→ Document extract
+ + + + +
There's a few feature requests that have come up multiple times, and I'd like some comments from other developers and power users before I go trashing the code on my own...
* "Most wanted" and "Most popular" special pages list the _total_ number of links to a page, regardless of how many links there are _per page_. Some types of lists can hyperinflate the numbers; a list of video games might link [[Playstation]] 389 times (once for each Playstation game listed). The behavior that people seem to expect is a count of _pages_ that link, rather than the raw number of links. I would tend to agree. This can be switched by the simple addition of "DISTINCT" to a couple SQL queries; is there any reason to retain the current behavior?
* On blocking vandals; there's still no interface for blocking by username, and you can't get the IP address of a logged-in user except by sifting through the server logs. Should we retain and display IP addresses/hostnames of logged-in editors (as on UseMod), and/or allow usernames to be blocked?
* The administrative page rename feature on UseMod could optionally find and change links to point to the new name in addition to just supplying a redirect. We still haven't implemented this. Desirable?
* While the "Special:" namespace may be localized ("Spezial", "Speciel" etc), the names of special pages are hardwired in English (hence monstrosities like "Spezial:Recentchanges"). While these are mostly hidden in the interface by descriptive names, the links, URLs, and most annoyingly the tooltips on the links all show the raw internal English name of the function which implements the special page. A table of equivalencies could be set up, allowing more easily recognizable localized names to be used. Good idea? Bad idea?
* For the French wiki, the Wikipedia: namespace is tentatively set up as "Wikipédia" (with acute accent on the "e"). The parser doesn't accept namespaces with non-ASCII chars so this doesn't work, which is a bug I intend to fix, but additionally one tester asked:
'For the francophone wikipedians without a French keyboard, would it be possible for the "Wikipedia:*" links to automatically transform into "Wikipédia:*"? Or, more simply, could the system interpret e/é as equal in the namespace portion?'
In short, allow aliases for namespaces. Good idea? Bad idea?
-- brion vibber (brion @ pobox.com)
At 10:13 09.10.2002, Brion wrote:
There's a few feature requests that have come up multiple times, and I'd like some comments from other developers and power users before I go trashing the code on my own...
- "Most wanted" and "Most popular" special pages list the _total_ number
of links to a page, regardless of how many links there are _per page_. Some types of lists can hyperinflate the numbers; a list of video games might link [[Playstation]] 389 times (once for each Playstation game listed). The behavior that people seem to expect is a count of _pages_ that link, rather than the raw number of links. I would tend to agree. This can be switched by the simple addition of "DISTINCT" to a couple SQL queries; is there any reason to retain the current behavior?
No really. I'm all for a change, it would make the lists much clearer and comprehensible.
- On blocking vandals; there's still no interface for blocking by
username, and you can't get the IP address of a logged-in user except by sifting through the server logs. Should we retain and display IP addresses/hostnames of logged-in editors (as on UseMod), and/or allow usernames to be blocked?
Editors with the ability to block others should be able to either see the IP of each user, or if someone's paranoid about privacy, simply be able to block-by-username. Both are feasible solutions, IMO.
+ + + + +
→ Exercises
1. In the mailing-list message, how many times might a list of video games link to [[Playstation]]?
2. List every proposal the mailing-list message puts up for comment in its asterisk-marked points.
+ + + + +
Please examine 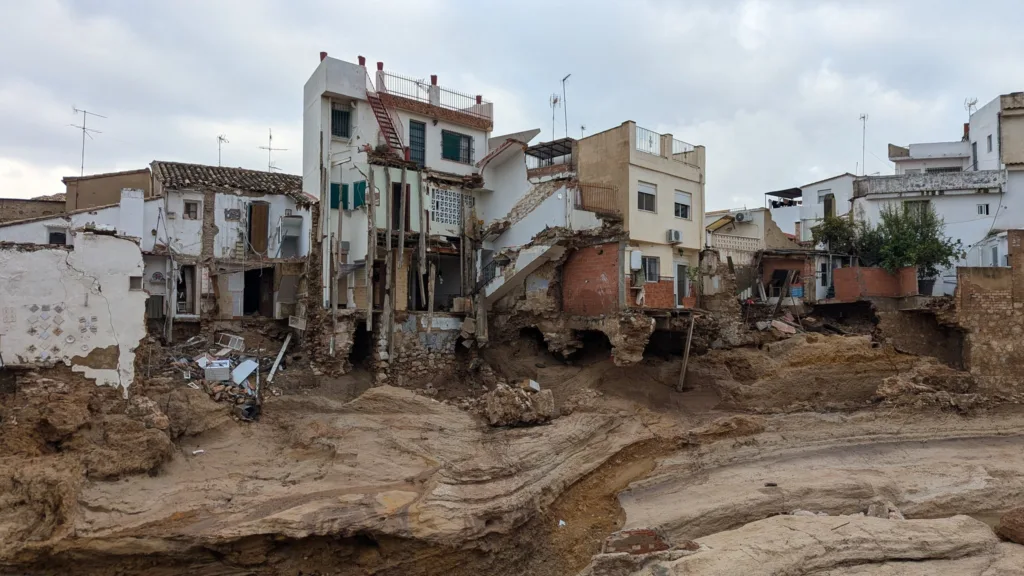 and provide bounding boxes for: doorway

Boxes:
[675,263,690,307]
[242,268,273,318]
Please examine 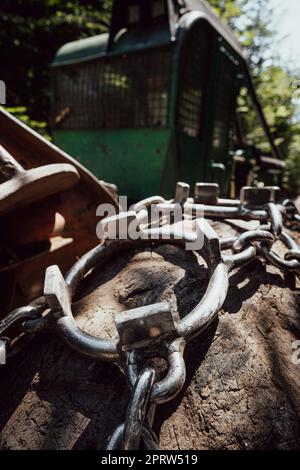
+ + + + +
→ Responses for each task
1. 389 times, once for each Playstation game listed.

2.
- Make the "Most wanted" and "Most popular" special pages count pages that link, rather than the raw number of links, by adding "DISTINCT" to a couple of SQL queries.
- Retain and display the IP addresses/hostnames of logged-in editors, and/or allow usernames to be blocked.
- Have the administrative page rename feature optionally find and change links to point to the new name, in addition to supplying a redirect.
- Set up a table of equivalencies so that localized names can be used for special pages.
- Allow aliases for namespaces, so that "Wikipedia:*" links turn into "Wikipédia:*" or e/é are treated as equal in the namespace portion.